:: Provided records

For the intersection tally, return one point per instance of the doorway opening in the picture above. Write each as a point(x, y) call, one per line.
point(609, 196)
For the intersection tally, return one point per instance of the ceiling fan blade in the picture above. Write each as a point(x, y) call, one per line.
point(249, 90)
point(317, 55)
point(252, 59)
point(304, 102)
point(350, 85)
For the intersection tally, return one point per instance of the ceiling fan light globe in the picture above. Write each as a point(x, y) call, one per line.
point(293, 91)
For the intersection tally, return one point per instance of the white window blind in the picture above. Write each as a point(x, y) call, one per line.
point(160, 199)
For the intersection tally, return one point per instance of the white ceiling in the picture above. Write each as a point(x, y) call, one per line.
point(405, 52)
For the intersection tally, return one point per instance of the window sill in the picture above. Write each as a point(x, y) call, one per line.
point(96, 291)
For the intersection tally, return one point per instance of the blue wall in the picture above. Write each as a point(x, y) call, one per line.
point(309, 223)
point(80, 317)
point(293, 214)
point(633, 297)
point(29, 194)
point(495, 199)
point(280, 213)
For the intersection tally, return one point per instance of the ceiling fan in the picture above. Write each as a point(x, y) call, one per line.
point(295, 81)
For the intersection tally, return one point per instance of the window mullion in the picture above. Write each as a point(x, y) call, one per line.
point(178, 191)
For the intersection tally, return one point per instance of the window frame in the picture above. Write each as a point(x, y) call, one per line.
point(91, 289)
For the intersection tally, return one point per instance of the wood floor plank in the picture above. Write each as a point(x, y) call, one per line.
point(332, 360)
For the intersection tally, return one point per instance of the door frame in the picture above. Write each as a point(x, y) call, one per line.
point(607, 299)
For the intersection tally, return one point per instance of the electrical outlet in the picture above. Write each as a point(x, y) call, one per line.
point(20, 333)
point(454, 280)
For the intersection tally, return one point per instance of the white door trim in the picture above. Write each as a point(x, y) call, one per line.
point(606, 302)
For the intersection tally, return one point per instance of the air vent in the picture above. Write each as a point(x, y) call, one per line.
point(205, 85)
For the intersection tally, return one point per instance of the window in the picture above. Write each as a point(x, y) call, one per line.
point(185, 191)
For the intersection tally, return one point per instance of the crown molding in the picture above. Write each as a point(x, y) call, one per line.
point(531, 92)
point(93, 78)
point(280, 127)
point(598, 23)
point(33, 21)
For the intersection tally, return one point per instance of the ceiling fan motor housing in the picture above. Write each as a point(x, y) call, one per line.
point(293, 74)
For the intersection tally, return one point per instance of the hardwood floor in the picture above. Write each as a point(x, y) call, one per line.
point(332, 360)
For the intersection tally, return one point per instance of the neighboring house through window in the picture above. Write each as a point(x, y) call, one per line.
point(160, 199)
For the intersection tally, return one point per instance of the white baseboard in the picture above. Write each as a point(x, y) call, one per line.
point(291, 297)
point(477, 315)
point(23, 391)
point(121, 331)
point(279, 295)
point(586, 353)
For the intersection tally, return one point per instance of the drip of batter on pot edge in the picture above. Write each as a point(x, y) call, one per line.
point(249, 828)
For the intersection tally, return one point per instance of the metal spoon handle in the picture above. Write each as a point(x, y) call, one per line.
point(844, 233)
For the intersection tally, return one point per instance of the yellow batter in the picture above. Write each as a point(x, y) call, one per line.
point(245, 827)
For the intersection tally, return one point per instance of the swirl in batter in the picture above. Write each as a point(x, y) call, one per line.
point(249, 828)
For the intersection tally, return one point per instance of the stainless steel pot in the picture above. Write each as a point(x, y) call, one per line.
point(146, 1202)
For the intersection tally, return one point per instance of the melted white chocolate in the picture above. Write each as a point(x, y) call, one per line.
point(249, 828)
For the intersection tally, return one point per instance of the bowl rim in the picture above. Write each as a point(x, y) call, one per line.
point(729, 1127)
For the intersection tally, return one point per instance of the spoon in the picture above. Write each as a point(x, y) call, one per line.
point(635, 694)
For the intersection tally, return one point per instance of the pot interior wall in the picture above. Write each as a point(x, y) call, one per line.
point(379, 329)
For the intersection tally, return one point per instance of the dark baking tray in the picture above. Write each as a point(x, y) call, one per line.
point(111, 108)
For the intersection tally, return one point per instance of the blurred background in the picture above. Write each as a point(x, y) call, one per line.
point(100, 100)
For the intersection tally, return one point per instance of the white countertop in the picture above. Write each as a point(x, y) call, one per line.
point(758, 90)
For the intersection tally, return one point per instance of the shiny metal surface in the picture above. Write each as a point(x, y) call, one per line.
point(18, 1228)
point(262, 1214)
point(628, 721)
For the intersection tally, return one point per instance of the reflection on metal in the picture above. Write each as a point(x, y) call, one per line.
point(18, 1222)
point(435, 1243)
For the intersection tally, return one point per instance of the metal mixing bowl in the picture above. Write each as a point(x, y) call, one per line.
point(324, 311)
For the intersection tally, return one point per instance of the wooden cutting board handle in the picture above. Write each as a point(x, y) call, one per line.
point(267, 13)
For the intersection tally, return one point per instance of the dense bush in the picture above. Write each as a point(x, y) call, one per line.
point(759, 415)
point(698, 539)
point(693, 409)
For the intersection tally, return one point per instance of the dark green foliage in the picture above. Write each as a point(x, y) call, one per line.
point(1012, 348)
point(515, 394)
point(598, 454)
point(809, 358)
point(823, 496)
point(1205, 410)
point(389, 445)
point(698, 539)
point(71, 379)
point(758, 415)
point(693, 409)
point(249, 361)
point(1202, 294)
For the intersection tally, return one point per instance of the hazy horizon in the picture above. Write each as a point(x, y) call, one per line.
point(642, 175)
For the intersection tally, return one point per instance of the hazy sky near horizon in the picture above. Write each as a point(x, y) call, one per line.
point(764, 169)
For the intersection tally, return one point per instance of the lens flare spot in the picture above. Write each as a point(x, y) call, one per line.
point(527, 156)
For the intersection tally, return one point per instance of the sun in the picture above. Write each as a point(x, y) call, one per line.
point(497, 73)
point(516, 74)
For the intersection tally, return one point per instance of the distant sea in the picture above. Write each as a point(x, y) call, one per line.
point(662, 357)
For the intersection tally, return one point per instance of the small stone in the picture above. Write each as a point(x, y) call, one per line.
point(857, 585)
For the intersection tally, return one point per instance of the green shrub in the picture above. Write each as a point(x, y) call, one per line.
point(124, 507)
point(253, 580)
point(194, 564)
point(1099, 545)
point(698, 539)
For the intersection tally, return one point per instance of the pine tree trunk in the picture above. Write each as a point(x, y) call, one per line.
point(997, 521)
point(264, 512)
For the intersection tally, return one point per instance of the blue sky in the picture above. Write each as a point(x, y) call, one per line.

::::

→ **Instructions to follow**
Copy out the rows from the line containing "of the green" through the final row, with no changes.

→ **Solved exercise**
For the intersection tally, return one point per instance of the green shrub in the picture above. Write each as a point(x, y) call, one per line.
point(124, 507)
point(253, 580)
point(194, 564)
point(1099, 545)
point(698, 539)
For the intersection tally, return one point per instance of the pine tree trunk in the picture above. Write each as a point(x, y) call, one per line.
point(997, 521)
point(264, 512)
For the intersection tally, return one point per instance of the blue sky in the picture above. Write each as a point(x, y) call, one per line.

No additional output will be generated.